◆ Task ◆
Pick up the forum thread about a fishing trip to Pybus Point Lodge in Alaska and continue it past its final line.

━━━━━ Source extract

I have wanted to go to Alaska for the last 30+ years. Last summer I finally made the trip and stayed at Pybus Point Lodge. The expectations that I had for this trip really weren't realistic and unfair to those that were hosting me. If you have never been to Alaska and are looking for the entire Alaska experience, I would highly recommend Pypus for your trip. From the float plane ride in, to catching multiple species of salmon (some on the fly), halibut, rock fish and we even caught an octopus. My trip exceeded my expectations and I am looking forward to going back up there this next summer. www.pybus.com


----------



## longbow (Mar 31, 2009)

━━━━━━━━━━
━━━━━ Dataset content

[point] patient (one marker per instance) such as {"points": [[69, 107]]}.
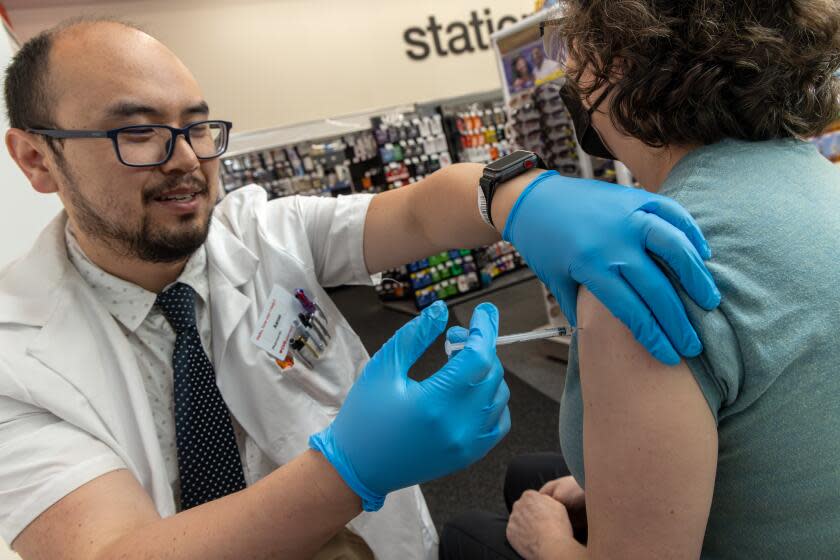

━━━━━━━━━━

◆ Result of the exercise ◆
Oooooor, you could come up to Kitoi Bay on Afognak island and stay with my wife and me. Honest! We have free use of six skiffs, one on each of our two lakes and four out on our dock in the bay. Our lakes are NEVER fished by anyone but us and they hold dolly varden, trout and salmon. The ocean fishing is awesome for halibut, yellow eye, rockfish and ling cod. If you come up after August 1st you can kill three Sitka blacktails while you're here.
Airfare to Kodiak, licenses and a seat-fare ($95) on the mail plane to Afognak. Sounds pretty cheap to me!

The only draw backs are you have to sleep on my couch, I don't have extra fishing gear and from July - November you'll see multiple grizzlies every day.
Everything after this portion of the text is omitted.